Reproduce every record below, character by character.

DATA RECORDS START

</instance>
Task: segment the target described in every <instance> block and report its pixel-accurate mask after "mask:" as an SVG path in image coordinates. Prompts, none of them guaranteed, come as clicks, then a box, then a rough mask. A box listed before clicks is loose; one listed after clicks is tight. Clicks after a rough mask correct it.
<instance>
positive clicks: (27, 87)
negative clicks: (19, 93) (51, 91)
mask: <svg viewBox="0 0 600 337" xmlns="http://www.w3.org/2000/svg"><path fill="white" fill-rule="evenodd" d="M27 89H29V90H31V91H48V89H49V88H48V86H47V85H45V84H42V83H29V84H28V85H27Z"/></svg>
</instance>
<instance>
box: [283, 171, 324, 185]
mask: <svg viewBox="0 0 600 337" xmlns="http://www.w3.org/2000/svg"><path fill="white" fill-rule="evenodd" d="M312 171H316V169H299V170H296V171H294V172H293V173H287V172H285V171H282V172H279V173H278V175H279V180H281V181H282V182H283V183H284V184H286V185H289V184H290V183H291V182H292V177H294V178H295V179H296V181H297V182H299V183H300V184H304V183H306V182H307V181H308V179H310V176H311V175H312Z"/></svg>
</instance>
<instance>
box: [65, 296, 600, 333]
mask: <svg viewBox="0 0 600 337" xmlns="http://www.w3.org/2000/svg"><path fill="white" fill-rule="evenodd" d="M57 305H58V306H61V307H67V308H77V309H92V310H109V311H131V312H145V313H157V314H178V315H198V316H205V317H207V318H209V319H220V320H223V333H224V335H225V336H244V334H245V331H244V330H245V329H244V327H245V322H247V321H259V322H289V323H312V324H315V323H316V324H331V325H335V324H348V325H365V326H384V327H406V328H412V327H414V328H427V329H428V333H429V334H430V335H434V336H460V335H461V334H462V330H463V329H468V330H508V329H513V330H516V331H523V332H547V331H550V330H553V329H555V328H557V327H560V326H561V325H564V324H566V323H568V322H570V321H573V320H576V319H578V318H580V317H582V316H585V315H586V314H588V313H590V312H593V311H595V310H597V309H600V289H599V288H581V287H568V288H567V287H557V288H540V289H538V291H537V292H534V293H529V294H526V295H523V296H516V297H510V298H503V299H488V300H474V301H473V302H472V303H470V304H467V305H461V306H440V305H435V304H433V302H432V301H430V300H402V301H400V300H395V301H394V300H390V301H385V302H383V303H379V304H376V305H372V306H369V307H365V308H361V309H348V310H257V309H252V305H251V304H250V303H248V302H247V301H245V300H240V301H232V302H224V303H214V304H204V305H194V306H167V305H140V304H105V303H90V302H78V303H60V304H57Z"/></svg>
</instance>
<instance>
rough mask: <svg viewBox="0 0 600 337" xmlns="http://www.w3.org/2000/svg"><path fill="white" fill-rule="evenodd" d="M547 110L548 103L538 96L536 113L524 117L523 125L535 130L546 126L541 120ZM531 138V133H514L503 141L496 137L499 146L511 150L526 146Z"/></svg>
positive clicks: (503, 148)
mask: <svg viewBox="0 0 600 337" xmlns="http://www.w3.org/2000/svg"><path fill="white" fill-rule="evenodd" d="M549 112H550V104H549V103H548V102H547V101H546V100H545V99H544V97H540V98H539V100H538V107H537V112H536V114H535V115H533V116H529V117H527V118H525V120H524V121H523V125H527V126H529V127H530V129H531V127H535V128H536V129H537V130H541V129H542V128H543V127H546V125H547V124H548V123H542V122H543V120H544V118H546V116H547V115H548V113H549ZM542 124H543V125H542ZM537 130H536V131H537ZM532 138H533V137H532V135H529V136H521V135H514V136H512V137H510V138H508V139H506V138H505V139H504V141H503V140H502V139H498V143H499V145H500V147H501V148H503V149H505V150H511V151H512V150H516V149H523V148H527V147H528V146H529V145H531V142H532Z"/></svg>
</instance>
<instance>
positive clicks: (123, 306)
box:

DATA RECORDS END

◆ **WRITTEN SOLUTION**:
</instance>
Task: segment the target described in every <instance> block and report its pixel-accurate mask after "mask:" as an SVG path in image coordinates. Prompts, none of them guaranteed, come as clicks, then a box, then a rough mask. A box listed before clicks is loose; one listed after clicks is tight. Clicks after a rough mask correct it.
<instance>
positive clicks: (27, 87)
negative clicks: (19, 93) (51, 91)
mask: <svg viewBox="0 0 600 337" xmlns="http://www.w3.org/2000/svg"><path fill="white" fill-rule="evenodd" d="M27 89H29V90H31V91H48V89H49V88H48V86H47V85H45V84H42V83H29V84H28V85H27Z"/></svg>
</instance>
<instance>
box: [283, 171, 324, 185]
mask: <svg viewBox="0 0 600 337" xmlns="http://www.w3.org/2000/svg"><path fill="white" fill-rule="evenodd" d="M312 171H316V169H299V170H296V171H294V172H293V173H287V172H285V171H282V172H279V173H278V175H279V180H281V181H282V182H283V183H284V184H286V185H289V184H290V183H291V182H292V177H294V178H295V179H296V181H297V182H299V183H300V184H304V183H306V182H307V181H308V179H310V176H311V175H312Z"/></svg>
</instance>
<instance>
box: [65, 296, 600, 333]
mask: <svg viewBox="0 0 600 337" xmlns="http://www.w3.org/2000/svg"><path fill="white" fill-rule="evenodd" d="M57 305H58V306H61V307H67V308H77V309H92V310H109V311H131V312H145V313H157V314H178V315H198V316H205V317H207V318H209V319H220V320H223V333H224V335H225V336H244V334H245V331H244V330H245V329H244V327H245V322H247V321H259V322H289V323H312V324H315V323H316V324H331V325H335V324H348V325H365V326H384V327H406V328H412V327H414V328H427V329H428V333H429V334H430V335H434V336H460V335H461V334H462V330H463V329H468V330H508V329H513V330H516V331H523V332H547V331H550V330H553V329H555V328H557V327H560V326H561V325H564V324H566V323H568V322H570V321H573V320H576V319H578V318H580V317H582V316H585V315H586V314H588V313H590V312H593V311H595V310H597V309H600V289H599V288H581V287H568V288H567V287H557V288H540V289H538V291H537V292H534V293H529V294H526V295H523V296H516V297H510V298H503V299H488V300H474V301H473V302H472V303H470V304H467V305H461V306H440V305H435V304H433V302H432V301H430V300H402V301H400V300H395V301H394V300H390V301H385V302H383V303H379V304H376V305H372V306H369V307H365V308H361V309H348V310H257V309H252V305H251V304H250V303H248V302H247V301H245V300H240V301H232V302H224V303H214V304H204V305H194V306H167V305H140V304H105V303H90V302H78V303H60V304H57Z"/></svg>
</instance>
<instance>
rough mask: <svg viewBox="0 0 600 337" xmlns="http://www.w3.org/2000/svg"><path fill="white" fill-rule="evenodd" d="M547 110L548 103L538 96L536 113L524 117L523 125L535 130L546 126L541 120ZM531 138V133H514L503 141L496 137L499 146L511 150L526 146Z"/></svg>
positive clicks: (503, 148)
mask: <svg viewBox="0 0 600 337" xmlns="http://www.w3.org/2000/svg"><path fill="white" fill-rule="evenodd" d="M549 112H550V104H549V103H548V102H547V101H546V100H545V99H544V97H540V98H539V100H538V107H537V112H536V114H535V115H533V116H529V117H527V118H525V120H524V121H523V125H527V126H529V127H530V129H531V127H535V128H536V129H537V130H541V129H542V128H543V127H546V125H547V124H548V123H542V122H543V120H544V118H546V116H547V115H548V113H549ZM542 124H543V125H542ZM537 130H536V131H537ZM532 138H533V137H532V135H529V136H521V135H514V136H512V137H510V138H508V139H506V138H505V139H504V141H503V140H502V139H498V143H499V145H500V147H501V148H503V149H505V150H511V151H512V150H516V149H523V148H527V147H528V146H529V145H531V142H532Z"/></svg>
</instance>
<instance>
positive clicks: (123, 306)
box:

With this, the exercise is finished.